_Brief:_ Everything from the line that contains "the dolphin's mouth" through the final line of the records should be written out exactly, and nothing outside that span.

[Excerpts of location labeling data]
-------------------------

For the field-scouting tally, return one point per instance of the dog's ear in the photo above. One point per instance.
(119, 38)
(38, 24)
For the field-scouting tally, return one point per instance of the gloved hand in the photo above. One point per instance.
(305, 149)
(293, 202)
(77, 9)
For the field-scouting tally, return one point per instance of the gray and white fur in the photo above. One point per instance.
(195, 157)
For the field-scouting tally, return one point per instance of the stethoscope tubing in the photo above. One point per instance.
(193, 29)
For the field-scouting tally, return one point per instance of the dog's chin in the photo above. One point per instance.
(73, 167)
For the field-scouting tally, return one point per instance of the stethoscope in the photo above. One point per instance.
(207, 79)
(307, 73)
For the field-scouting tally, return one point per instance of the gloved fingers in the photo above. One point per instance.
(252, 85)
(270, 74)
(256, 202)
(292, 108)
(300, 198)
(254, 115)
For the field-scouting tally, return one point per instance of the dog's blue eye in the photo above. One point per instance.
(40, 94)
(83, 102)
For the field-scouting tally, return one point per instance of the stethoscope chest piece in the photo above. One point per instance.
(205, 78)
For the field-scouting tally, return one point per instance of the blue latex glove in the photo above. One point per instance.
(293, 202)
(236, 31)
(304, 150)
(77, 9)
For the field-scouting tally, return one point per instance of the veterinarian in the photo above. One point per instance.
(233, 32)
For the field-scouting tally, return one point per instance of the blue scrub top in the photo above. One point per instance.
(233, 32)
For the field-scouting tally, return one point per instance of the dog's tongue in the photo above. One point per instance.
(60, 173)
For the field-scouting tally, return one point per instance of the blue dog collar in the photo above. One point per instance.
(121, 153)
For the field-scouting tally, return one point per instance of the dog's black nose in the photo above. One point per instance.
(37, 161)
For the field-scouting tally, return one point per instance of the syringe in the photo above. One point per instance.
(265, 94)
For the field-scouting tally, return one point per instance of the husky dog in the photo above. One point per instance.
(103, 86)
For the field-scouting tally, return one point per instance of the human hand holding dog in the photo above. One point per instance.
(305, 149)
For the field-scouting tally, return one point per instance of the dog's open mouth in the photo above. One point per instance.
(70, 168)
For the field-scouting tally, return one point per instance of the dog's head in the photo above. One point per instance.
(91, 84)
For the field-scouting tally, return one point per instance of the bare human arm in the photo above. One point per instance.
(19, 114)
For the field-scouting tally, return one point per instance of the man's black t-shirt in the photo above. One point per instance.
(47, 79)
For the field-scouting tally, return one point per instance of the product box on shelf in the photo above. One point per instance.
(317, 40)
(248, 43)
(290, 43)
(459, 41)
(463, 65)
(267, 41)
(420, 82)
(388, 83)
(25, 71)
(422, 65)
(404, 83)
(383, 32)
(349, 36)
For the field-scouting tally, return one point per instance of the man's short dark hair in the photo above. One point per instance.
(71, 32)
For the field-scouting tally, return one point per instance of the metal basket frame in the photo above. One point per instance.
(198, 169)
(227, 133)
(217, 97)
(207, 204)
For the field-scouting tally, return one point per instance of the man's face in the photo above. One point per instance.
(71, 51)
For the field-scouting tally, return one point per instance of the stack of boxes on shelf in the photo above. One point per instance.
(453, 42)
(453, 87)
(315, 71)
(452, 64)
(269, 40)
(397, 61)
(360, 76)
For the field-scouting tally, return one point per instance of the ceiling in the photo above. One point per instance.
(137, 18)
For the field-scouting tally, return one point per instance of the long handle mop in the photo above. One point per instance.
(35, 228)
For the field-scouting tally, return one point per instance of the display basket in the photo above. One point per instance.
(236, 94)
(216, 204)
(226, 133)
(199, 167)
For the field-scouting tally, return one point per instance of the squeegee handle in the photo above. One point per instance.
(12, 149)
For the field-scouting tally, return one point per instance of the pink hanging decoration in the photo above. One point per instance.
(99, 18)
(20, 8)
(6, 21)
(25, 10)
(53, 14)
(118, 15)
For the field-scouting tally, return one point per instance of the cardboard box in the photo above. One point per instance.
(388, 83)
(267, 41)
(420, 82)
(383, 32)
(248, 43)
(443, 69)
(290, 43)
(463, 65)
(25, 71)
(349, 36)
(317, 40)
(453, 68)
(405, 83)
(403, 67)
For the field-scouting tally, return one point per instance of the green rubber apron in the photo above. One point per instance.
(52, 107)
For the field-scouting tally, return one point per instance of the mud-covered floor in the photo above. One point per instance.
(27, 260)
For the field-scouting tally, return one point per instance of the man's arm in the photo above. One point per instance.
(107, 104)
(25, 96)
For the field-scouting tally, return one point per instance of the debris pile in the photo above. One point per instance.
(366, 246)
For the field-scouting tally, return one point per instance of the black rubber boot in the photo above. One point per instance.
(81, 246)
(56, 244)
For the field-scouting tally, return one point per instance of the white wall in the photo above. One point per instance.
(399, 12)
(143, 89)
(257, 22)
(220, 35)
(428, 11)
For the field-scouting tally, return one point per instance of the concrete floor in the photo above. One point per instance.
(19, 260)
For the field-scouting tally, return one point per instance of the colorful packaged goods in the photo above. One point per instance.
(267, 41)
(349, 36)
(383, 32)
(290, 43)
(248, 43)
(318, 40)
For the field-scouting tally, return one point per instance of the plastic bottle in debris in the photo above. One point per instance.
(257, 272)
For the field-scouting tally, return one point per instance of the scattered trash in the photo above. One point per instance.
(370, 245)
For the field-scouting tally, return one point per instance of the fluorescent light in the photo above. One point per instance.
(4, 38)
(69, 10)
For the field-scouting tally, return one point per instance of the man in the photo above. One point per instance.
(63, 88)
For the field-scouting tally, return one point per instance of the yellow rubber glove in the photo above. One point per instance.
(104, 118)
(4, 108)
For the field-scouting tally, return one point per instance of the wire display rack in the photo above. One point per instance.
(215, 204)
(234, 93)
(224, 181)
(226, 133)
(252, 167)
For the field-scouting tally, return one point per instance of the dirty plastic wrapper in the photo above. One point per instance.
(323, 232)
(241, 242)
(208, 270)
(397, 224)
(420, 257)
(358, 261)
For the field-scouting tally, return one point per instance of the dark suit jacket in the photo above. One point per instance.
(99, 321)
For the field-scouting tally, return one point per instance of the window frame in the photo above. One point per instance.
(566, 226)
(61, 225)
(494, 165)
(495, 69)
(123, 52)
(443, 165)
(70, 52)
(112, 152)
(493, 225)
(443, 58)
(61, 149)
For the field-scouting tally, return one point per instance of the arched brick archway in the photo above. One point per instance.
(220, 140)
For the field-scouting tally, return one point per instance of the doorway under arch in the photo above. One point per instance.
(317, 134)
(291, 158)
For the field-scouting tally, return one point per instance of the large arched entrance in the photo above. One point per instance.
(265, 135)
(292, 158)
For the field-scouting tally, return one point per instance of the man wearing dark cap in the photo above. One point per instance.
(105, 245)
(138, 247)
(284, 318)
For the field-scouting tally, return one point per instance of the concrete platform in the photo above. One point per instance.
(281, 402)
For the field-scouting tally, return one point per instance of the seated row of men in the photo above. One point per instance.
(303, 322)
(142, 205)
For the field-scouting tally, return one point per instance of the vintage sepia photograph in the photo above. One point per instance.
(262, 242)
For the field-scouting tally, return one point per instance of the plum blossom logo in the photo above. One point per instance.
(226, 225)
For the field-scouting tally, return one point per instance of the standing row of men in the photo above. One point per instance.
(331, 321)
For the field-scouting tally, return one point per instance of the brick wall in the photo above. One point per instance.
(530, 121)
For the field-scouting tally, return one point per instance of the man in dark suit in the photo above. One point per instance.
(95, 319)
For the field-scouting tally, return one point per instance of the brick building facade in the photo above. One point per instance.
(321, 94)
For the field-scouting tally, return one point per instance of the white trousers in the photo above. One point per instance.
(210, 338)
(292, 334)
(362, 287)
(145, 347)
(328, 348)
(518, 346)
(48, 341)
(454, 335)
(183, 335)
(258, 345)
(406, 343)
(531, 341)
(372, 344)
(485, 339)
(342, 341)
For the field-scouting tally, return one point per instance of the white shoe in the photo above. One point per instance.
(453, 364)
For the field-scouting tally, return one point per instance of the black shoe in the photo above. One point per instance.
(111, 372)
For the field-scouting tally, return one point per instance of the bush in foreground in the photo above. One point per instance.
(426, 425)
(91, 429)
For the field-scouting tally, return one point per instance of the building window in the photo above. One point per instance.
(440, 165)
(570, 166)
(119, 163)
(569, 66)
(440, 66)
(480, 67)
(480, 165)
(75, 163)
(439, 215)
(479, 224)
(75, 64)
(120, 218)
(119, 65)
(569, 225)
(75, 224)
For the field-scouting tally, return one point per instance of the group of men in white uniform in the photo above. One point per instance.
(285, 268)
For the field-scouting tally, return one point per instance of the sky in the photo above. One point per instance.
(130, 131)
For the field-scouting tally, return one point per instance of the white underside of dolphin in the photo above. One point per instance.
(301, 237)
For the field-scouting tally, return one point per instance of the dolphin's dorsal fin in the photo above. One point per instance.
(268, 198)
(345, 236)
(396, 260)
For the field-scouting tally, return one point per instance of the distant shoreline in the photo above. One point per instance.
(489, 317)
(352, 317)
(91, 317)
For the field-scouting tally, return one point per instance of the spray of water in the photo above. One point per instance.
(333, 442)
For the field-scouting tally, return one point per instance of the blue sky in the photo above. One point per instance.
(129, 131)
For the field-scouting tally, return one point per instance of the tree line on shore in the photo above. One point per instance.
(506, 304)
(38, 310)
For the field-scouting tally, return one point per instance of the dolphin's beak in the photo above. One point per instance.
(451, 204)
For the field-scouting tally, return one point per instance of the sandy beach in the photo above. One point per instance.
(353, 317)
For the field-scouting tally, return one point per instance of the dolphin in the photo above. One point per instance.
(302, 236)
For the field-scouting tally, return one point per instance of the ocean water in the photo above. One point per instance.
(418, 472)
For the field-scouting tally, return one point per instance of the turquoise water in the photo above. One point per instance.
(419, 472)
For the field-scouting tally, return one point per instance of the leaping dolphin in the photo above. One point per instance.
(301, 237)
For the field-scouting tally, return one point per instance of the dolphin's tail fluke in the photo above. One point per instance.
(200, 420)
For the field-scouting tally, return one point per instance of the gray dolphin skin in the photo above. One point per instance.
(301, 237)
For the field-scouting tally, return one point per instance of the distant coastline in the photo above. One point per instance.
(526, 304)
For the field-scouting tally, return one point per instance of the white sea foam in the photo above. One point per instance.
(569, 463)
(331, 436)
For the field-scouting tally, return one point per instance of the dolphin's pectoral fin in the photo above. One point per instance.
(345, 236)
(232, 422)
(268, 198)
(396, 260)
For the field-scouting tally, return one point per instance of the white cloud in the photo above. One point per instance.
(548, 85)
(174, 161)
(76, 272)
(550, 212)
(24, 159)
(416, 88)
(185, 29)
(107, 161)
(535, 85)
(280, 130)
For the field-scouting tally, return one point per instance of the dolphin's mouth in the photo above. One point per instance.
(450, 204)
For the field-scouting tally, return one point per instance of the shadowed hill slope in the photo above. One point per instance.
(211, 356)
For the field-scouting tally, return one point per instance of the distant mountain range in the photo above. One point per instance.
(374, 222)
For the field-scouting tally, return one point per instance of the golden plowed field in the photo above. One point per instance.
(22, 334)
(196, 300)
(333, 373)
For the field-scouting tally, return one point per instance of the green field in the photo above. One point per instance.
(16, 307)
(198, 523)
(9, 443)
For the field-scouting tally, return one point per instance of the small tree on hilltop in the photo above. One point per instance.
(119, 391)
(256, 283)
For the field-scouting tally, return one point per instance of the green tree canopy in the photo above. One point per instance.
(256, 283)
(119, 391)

-------------------------

_Written solution:_
For the field-scouting tally, return one point per instance of the dolphin's mouth in the photo above. One point per instance.
(450, 204)
For the field-scouting tally, return one point per instance of the shadowed hill slope in the photo above. One point per instance.
(211, 356)
For the field-scouting tally, return one point per instance of the distant mountain range in the photo above. One point per instance.
(374, 222)
For the field-scouting tally, return one point per instance of the golden plowed field in the photo above. One point per instance.
(22, 334)
(196, 300)
(333, 373)
For the field-scouting tally, return one point per instance of the green field in the photo above. One point per instance.
(16, 307)
(198, 523)
(9, 443)
For the field-scouting tally, return one point per instance of the small tree on hilltop in the photo above. One point per instance.
(119, 391)
(256, 283)
For the field-scouting tally, return one point per instance of the green tree canopy in the photo above. One point per instance.
(256, 283)
(119, 391)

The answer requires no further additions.